Directions:
Pick out each line of the records in which the word "clicks" appears.

Given data:

========

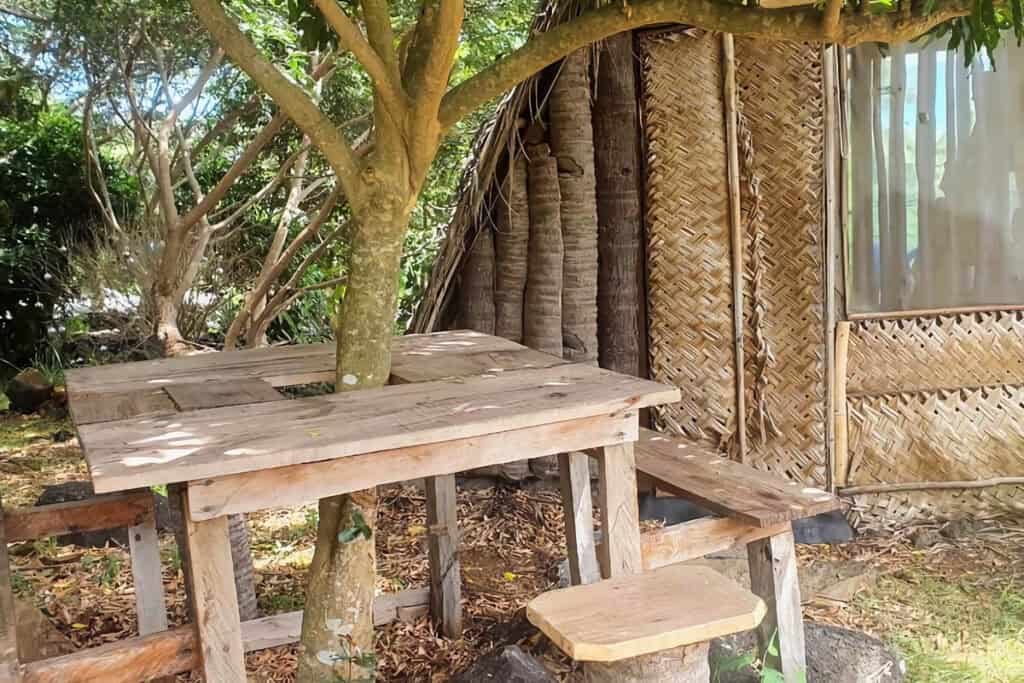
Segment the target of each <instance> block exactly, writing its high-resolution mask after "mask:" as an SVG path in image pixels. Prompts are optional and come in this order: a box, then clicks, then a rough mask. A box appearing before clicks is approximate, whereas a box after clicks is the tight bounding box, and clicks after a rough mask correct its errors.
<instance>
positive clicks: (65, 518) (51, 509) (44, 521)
mask: <svg viewBox="0 0 1024 683" xmlns="http://www.w3.org/2000/svg"><path fill="white" fill-rule="evenodd" d="M153 518H154V509H153V493H152V492H151V490H148V489H141V490H129V492H125V493H121V494H110V495H105V496H96V497H94V498H90V499H88V500H85V501H71V502H68V503H54V504H52V505H39V506H36V507H32V508H13V509H11V510H8V511H7V512H6V524H7V543H15V542H18V541H35V540H36V539H45V538H48V537H51V536H63V535H66V533H77V532H82V531H98V530H101V529H108V528H121V527H124V526H134V525H137V524H142V523H145V522H146V521H148V520H152V519H153Z"/></svg>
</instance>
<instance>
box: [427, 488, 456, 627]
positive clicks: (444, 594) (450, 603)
mask: <svg viewBox="0 0 1024 683" xmlns="http://www.w3.org/2000/svg"><path fill="white" fill-rule="evenodd" d="M424 483H425V484H426V493H427V529H428V533H429V536H428V541H427V542H428V554H429V556H430V610H431V612H432V613H433V616H434V620H435V621H436V622H437V623H438V624H439V625H440V628H441V633H443V634H444V635H445V636H446V637H447V638H459V637H460V636H461V635H462V578H461V569H460V566H459V522H458V506H457V494H458V492H457V489H456V481H455V475H454V474H445V475H442V476H436V477H426V478H425V479H424Z"/></svg>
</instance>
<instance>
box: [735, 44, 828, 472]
mask: <svg viewBox="0 0 1024 683" xmlns="http://www.w3.org/2000/svg"><path fill="white" fill-rule="evenodd" d="M735 46H736V47H735V51H736V85H737V89H738V93H739V100H740V105H741V109H742V116H743V119H744V120H745V125H746V126H748V127H749V129H750V132H751V136H752V141H753V168H751V169H742V168H741V171H742V172H744V173H745V174H749V173H751V172H753V173H754V174H756V175H757V176H758V178H759V180H760V187H759V189H760V197H759V204H760V214H761V220H762V221H763V224H761V225H755V224H752V223H751V220H750V218H751V216H750V208H751V206H752V198H751V197H750V189H749V185H750V183H749V182H748V181H746V180H748V179H746V178H744V179H743V182H741V186H742V187H743V190H744V191H743V195H744V197H743V214H744V218H745V220H744V225H746V226H748V228H746V232H748V233H746V236H745V237H746V239H748V247H746V250H745V251H746V261H748V278H746V280H748V285H746V291H745V293H744V296H745V298H746V308H748V310H746V312H745V318H746V325H745V328H746V334H745V340H744V341H745V344H746V353H745V356H746V358H748V362H746V366H748V370H746V372H748V373H751V372H752V366H754V364H756V359H757V351H758V349H757V348H756V347H755V345H754V334H753V333H754V326H755V324H757V325H759V326H760V332H761V334H762V335H763V336H764V339H765V343H766V344H767V346H768V348H769V349H770V351H771V358H770V359H769V361H768V362H767V366H766V368H765V370H764V373H765V377H764V381H765V383H766V388H765V395H764V403H765V410H766V412H767V414H768V417H770V419H771V422H772V423H773V424H774V426H775V428H776V429H775V430H774V431H773V432H771V433H770V434H769V435H768V437H767V439H762V438H760V437H759V432H758V426H759V420H758V417H757V415H752V416H750V417H749V418H748V425H749V429H750V431H751V432H752V433H751V435H750V436H751V438H750V439H749V443H750V450H751V451H750V458H751V462H752V463H753V464H755V465H757V466H759V467H763V468H767V469H770V470H774V471H777V472H779V473H784V474H786V475H787V476H790V477H791V478H793V479H796V480H803V481H811V482H814V483H817V484H819V485H821V484H823V483H824V480H825V467H824V466H825V437H824V428H825V409H824V387H825V368H824V333H823V330H824V306H823V303H822V299H823V296H824V288H823V282H822V276H823V274H822V273H823V267H824V266H823V246H822V236H823V234H824V226H823V223H822V219H823V213H822V201H823V191H824V168H823V150H824V100H823V96H822V72H821V56H820V49H819V47H818V46H813V45H803V44H799V43H791V42H774V41H762V40H750V39H736V41H735ZM755 229H759V230H761V232H762V234H761V244H760V245H755V244H754V239H755V236H756V233H755ZM755 256H760V258H761V259H762V264H761V268H760V273H757V272H754V271H753V259H754V257H755ZM755 276H757V278H759V279H760V282H759V286H757V287H752V285H753V283H754V279H755ZM755 305H757V306H760V307H761V308H762V309H763V315H762V316H761V318H760V321H753V319H752V313H753V308H754V306H755ZM755 379H756V378H754V377H749V378H748V381H746V383H745V384H746V387H748V388H746V391H748V394H749V395H748V401H746V402H748V405H750V407H751V409H749V410H753V409H754V408H755V407H756V405H757V401H756V397H755V396H754V395H753V393H752V392H753V390H754V387H755V386H756V382H755Z"/></svg>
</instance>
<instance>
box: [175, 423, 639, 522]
mask: <svg viewBox="0 0 1024 683" xmlns="http://www.w3.org/2000/svg"><path fill="white" fill-rule="evenodd" d="M636 434H637V417H636V414H635V413H629V414H626V415H616V416H599V417H596V418H583V419H580V420H567V421H565V422H556V423H554V424H548V425H540V426H537V427H527V428H524V429H513V430H509V431H502V432H497V433H495V434H486V435H484V436H476V437H473V438H467V439H457V440H453V441H442V442H439V443H430V444H426V445H418V446H412V447H407V449H398V450H395V451H390V452H384V451H379V452H376V453H371V454H366V455H361V456H352V457H350V458H339V459H337V460H328V461H324V462H317V463H307V464H303V465H291V466H288V467H275V468H272V469H268V470H260V471H257V472H247V473H244V474H232V475H229V476H224V477H218V478H214V479H201V480H198V481H193V482H191V483H189V484H188V485H189V490H190V496H191V500H193V515H194V518H195V519H210V518H212V517H218V516H220V515H225V514H236V513H243V512H254V511H256V510H262V509H264V508H265V507H266V505H267V501H272V502H273V505H276V506H288V505H299V504H302V503H308V502H309V501H313V500H316V499H319V498H326V497H329V496H337V495H339V494H347V493H351V492H353V490H361V489H364V488H367V487H369V486H373V485H378V484H385V483H394V482H397V481H406V480H409V479H416V478H420V477H428V476H436V475H439V474H451V473H453V472H464V471H467V470H471V469H474V468H477V467H486V466H488V465H500V464H502V463H506V462H510V461H512V460H518V459H519V458H522V457H523V456H522V454H523V453H531V454H537V455H538V456H545V455H553V454H557V453H563V452H566V451H571V450H579V449H584V447H590V446H593V445H595V444H605V443H620V442H622V441H628V440H631V439H634V438H636ZM513 443H514V444H515V447H510V444H513Z"/></svg>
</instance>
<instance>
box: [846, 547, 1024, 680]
mask: <svg viewBox="0 0 1024 683" xmlns="http://www.w3.org/2000/svg"><path fill="white" fill-rule="evenodd" d="M856 606H857V607H858V608H860V609H863V610H868V611H871V612H874V620H876V621H877V623H878V624H879V625H880V632H881V635H882V637H883V638H884V639H885V640H887V641H888V642H889V643H890V644H891V645H892V646H893V647H895V648H896V649H898V650H899V651H900V652H901V653H902V654H903V656H905V657H906V660H907V682H908V683H976V682H981V681H993V682H994V681H1024V583H1022V581H1021V579H1020V578H1019V577H1007V575H1006V574H1002V575H998V574H988V573H985V574H982V573H974V572H968V573H964V574H962V575H958V577H945V575H940V574H935V573H932V572H930V571H929V570H928V568H927V567H925V566H922V567H914V568H911V569H904V570H902V571H900V572H898V573H896V574H894V575H891V577H885V578H883V579H881V580H880V582H879V585H878V586H877V587H876V588H874V589H873V590H871V591H869V592H867V593H865V594H862V595H861V596H859V597H858V599H857V605H856ZM883 625H884V626H883Z"/></svg>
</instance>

========

Exercise solution:
Segment the target of each <instance> block exactly, writing its high-resolution mask after "mask:" as an SVG path in image pixels. Prompts are optional and come in this order: a box, then clicks, then a rough mask. A box appearing before clicks is approximate, whereas a box after clicks is the tight bounding box, and clicks after a rough mask correct its errors.
positive clicks: (65, 518) (51, 509) (44, 521)
positive clicks: (444, 594) (450, 603)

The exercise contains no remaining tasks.